Goal:
Can you pick up the EasyDeL custom trainer text where it stops and keep it going from its last line?

Passage shown:
_ _ _ _ _ _ _

Required Properties#

These properties ensure the trainer has access to essential configuration and data.

  • arguments: TrainingArguments: An instance holding all training hyperparameters and settings.

  • dataset_train: Dataset: The dataset used for training (typically a datasets.Dataset or compatible).

  • dataset_eval: Optional[Dataset]: The dataset used for evaluation (optional).

  • model: Module: The Flax/EasyDeL model module being trained (must be available after configure_model is called).

  • _model_state: EasyDeLState: The internal EasyDeLState managed by the trainer (must be available after configure_model is called).

  • dtype: jnp.dtype: The data type used for computations (e.g., jnp.float32, jnp.bfloat16). Derived from arguments.

  • param_dtype: jnp.dtype: The data type used for model parameters (e.g., jnp.float32). Derived from arguments.

  • scheduler: Optional[OptaxSchedule]: The learning rate scheduler (must be available after configure_model is called).

  • optimizer: Optional[optax.GradientTransformation]: The Optax optimizer (must be available after configure_model is called).

Implementation Skeleton Example#

from abc import ABC, abstractmethod
from typing import Optional, Dict, Callable, Any
import jax
import jax.numpy as jnp
import optax
from flax.training.train_state import TrainState
from flax.linen import Module
from datasets import Dataset

from easydel.trainers.trainer_protocol import (
    BaseTrainerProtocol,
    TrainerConfigureFunctionOutput,
    TrainerConfigureModelOutput,
    TrainerConfigureDataloaderOutput
)
from easydel.trainers.training_args import TrainingArguments
# Assume EasyDeLState is defined appropriately, inheriting from TrainState
class EasyDeLState(TrainState):
    pass # Add necessary fields if extending

class MyCustomTrainer(BaseTrainerProtocol):
    def __init__(self, arguments: TrainingArguments, dataset_train: Dataset, dataset_eval: Optional[Dataset] = None, **kwargs):
        self.arguments = arguments
        self.dataset_train = dataset_train
        self.dataset_eval = dataset_eval
        self.dtype = getattr(jnp, arguments.dtype) if arguments.dtype else jnp.float32
        self.param_dtype = getattr(jnp, arguments.param_dtype) if arguments.param_dtype else jnp.float32

        # Initialize state variables that will be populated by configure_* methods
        self.model: Optional[Module] = None
        self._model_state: Optional[EasyDeLState] = None
        self.optimizer: Optional[optax.GradientTransformation] = None
        self.scheduler: Optional[optax.Schedule] = None
        self.dataloader_train: Optional[Any] = None
        self.dataloader_eval: Optional[Any] = None
        self.train_step_fn: Optional[Callable] = None
        self.eval_step_fn: Optional[Callable] = None

        # Call configuration methods (order might matter depending on dependencies)

_ _ _ _ _ _ _

Stored records:

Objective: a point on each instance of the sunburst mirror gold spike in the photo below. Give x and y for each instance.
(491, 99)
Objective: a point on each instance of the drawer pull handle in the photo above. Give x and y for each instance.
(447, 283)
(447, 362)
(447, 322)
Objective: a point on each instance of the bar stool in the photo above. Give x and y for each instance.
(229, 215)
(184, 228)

_ _ _ _ _ _ _

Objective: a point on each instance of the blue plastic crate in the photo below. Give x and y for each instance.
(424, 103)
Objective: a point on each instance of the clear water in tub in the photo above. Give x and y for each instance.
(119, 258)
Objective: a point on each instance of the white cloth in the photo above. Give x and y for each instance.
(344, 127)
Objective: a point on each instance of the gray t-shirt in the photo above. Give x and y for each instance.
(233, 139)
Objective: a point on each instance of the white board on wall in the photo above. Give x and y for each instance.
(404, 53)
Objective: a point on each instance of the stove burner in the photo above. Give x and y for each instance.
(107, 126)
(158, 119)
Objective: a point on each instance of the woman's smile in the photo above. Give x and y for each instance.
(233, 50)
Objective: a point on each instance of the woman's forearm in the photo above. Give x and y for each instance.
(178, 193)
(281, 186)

_ _ _ _ _ _ _

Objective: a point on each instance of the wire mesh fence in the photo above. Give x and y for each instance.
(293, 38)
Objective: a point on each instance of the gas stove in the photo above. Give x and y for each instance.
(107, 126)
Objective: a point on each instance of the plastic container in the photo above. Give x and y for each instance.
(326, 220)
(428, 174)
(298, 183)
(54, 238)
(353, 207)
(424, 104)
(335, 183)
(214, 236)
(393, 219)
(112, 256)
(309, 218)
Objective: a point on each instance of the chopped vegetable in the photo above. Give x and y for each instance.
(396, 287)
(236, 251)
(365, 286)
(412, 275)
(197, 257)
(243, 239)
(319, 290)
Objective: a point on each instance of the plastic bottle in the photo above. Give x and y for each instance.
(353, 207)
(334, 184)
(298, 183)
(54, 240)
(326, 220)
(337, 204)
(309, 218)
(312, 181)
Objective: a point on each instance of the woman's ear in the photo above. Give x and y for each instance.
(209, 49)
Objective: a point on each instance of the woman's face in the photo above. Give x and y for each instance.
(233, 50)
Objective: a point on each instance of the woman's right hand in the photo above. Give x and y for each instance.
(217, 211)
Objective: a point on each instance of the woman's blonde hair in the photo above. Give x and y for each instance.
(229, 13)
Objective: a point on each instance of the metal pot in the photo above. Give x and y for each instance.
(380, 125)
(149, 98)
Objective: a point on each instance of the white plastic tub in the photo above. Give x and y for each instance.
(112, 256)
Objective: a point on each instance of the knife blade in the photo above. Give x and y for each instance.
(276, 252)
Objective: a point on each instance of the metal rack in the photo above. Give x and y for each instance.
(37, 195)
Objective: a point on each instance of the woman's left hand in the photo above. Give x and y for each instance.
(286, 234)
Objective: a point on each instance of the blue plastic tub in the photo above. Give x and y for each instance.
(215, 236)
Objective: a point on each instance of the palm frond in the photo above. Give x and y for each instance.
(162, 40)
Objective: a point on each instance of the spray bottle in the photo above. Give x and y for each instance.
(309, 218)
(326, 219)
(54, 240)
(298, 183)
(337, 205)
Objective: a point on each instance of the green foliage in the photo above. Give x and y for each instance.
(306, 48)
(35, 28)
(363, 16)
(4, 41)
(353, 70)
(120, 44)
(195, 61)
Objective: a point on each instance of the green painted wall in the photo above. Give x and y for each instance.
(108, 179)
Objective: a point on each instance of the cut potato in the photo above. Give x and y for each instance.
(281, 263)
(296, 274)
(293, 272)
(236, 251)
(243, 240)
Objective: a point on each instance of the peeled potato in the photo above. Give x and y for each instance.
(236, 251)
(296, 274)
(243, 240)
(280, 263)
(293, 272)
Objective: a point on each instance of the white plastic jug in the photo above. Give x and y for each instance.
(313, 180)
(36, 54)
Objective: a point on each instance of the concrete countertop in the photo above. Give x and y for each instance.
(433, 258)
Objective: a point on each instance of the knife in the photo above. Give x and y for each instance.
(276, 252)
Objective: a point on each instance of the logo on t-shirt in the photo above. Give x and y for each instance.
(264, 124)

_ _ _ _ _ _ _

Output for this task:
        model_output = self.configure_model()
        self.model = model_output.model
        self._model_state = model_output.state
        # Assume optimizer/scheduler are set within configure_model or state

        dataloader_output = self.configure_dataloaders()
        self.dataloader_train = dataloader_output.dataloader_train
        self.dataloader_eval = dataloader_output.dataloader_eval

        function_output = self.configure_functions()
        self.train_step_fn = function_output.train_step_fn
        self.eval_step_fn = function_output.eval_step_fn

    @abstractmethod
    def configure_model(self) -> TrainerConfigureModelOutput:
        # Load model, create optimizer/scheduler, build EasyDeLState
        # model = ...
        # state = ...
        # self.optimizer = state.opt_state # Or however it's stored
        # self.scheduler = ...
        # return TrainerConfigureModelOutput(model=model, state=state)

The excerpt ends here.